_AIM OF THE TASK_
Return every record verbatim.

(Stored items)
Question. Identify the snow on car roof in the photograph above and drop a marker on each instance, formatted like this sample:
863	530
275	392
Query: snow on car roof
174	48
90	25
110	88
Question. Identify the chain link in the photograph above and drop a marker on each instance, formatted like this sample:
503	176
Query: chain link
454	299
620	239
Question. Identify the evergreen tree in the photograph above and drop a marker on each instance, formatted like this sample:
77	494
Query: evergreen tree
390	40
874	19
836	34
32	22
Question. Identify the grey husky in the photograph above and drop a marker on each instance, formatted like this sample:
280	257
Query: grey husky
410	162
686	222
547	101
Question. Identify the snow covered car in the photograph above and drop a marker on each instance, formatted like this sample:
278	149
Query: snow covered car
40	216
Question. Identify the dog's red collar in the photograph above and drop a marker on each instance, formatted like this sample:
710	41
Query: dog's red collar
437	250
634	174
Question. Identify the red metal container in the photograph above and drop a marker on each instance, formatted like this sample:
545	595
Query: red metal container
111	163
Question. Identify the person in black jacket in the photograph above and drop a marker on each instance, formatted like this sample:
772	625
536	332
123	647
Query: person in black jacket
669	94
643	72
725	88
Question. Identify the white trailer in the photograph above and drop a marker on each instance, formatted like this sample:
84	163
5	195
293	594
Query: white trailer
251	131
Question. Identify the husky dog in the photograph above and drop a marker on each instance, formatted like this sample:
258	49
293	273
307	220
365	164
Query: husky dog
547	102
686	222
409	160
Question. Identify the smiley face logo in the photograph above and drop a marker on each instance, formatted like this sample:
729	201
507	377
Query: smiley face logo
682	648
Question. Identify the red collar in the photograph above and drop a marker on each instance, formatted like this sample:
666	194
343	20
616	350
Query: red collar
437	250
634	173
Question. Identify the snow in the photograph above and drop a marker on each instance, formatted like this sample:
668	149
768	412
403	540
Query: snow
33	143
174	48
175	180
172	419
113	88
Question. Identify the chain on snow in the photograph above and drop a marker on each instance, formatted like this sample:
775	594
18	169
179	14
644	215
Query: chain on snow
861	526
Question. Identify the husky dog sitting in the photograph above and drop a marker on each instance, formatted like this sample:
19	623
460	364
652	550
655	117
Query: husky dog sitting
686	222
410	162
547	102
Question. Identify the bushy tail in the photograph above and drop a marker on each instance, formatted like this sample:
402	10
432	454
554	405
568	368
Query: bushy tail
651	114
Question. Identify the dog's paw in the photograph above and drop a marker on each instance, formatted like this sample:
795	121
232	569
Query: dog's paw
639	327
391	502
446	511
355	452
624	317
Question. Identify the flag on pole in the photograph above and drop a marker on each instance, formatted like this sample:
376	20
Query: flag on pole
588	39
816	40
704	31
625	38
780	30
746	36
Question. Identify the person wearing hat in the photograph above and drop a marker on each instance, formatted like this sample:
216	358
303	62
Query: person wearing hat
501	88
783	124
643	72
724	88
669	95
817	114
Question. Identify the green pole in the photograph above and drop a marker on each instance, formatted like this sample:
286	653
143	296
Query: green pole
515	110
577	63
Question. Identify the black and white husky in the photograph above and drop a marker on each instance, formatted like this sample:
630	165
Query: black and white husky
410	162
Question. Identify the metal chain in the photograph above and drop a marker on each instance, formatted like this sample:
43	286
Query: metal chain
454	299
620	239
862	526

_TASK RESPONSE_
Question. Identify the snow on car roof in the photograph above and drop a marker on each instance, formatted like this sample:
863	530
275	392
Query: snow on car roof
174	48
90	25
110	88
Question. Identify the chain link in the photograph above and drop a marker on each instance, formatted like this sample:
503	176
Query: chain link
454	299
620	239
Question. Identify the evergreen tree in the photograph above and drop a marker on each instance, formatted like this sample:
77	494
Query: evergreen tree
390	40
874	19
836	34
32	22
Question. Identify the grey husky in the photograph above and drop a marker on each instance, formatted like this sample:
280	257
Query: grey husky
410	162
686	222
547	101
Question. Identify the snow covered car in the photograph above and drop a marker on each instance, formatted like this sample:
278	149
Query: snow covered car
40	216
Question. Identify the dog's red collar in the photograph above and drop a marker on each instance, formatted like this sample:
710	41
Query: dog's red collar
437	250
634	174
Question. Identify the red metal container in the photograph above and drop a marker on each instance, formatted like this sample:
545	595
Query: red metal container
111	163
Question. Identify the person in black jacket in the photograph above and drop a marker on each instance, formatted like this sample:
772	625
536	332
123	647
Query: person in black jacket
669	94
643	72
725	88
Question. Identify the white trailer in the photograph above and drop a marker on each instance, formatted like this sample:
84	163
5	195
293	594
Query: white trailer
251	131
Question. Identify the husky dog in the photograph above and drop a marker on each instance, formatted like this sample:
258	49
293	273
307	220
365	164
Query: husky dog
547	102
686	222
409	160
Question. Identify the smiley face logo in the photograph above and drop a marker on each instance, formatted like this sample:
729	201
507	377
Query: smiley face logo
682	648
Question. Identify the red collar in the photograph above and drop a marker on each instance, formatted like this sample:
666	194
343	20
616	350
Query: red collar
437	250
634	173
Question. Identify the snow in the photograph above and drop a marker on each instance, formatted like this sample:
668	149
768	412
403	540
Query: snow
33	143
174	48
175	180
172	419
113	88
Question. Identify the chain on snow in the photograph above and drop a marker on each instance, formatted like this sample:
775	594
18	169
179	14
644	215
Query: chain on snow
861	526
Question. Identify the husky dog sitting in the photograph above and drop a marker on each instance, formatted like this sample:
19	623
460	364
652	550
655	117
Query: husky dog sitting
686	222
410	162
547	102
Question. Identify the bushy tail in the photograph above and drop a marker on each instance, formatted like this sample:
402	10
432	454
554	405
568	368
Query: bushy tail
651	114
Question. Identify the dog's paw in the photograph above and drop a marker on each instance, formatted like this sample:
795	121
232	569
Query: dog's paw
639	327
391	502
446	511
355	452
624	317
Question. Identify the flag on pole in the photograph above and drop a marker on each instance, formatted like this sample:
376	20
Query: flag on pole
588	39
816	40
704	31
625	38
780	30
746	36
Question. Identify the person wearing hat in the photograph above and drop a marker on each instance, formatted like this sample:
216	358
303	62
Query: person wearing hat
501	88
783	124
643	72
724	88
669	95
817	114
Question. Identify the green pole in the photograph above and drop a marker on each instance, formatted like this sample:
286	653
143	296
Query: green pole
515	110
577	63
Question. Identify the black and white husky in the photograph above and drop a marker on each instance, formatted like this sample:
630	165
Query: black and white husky
410	162
Question. Identify the metal chain in the photograph above and drop a marker on each instance, formatted like this sample:
43	286
Query: metal chain
454	299
620	239
862	526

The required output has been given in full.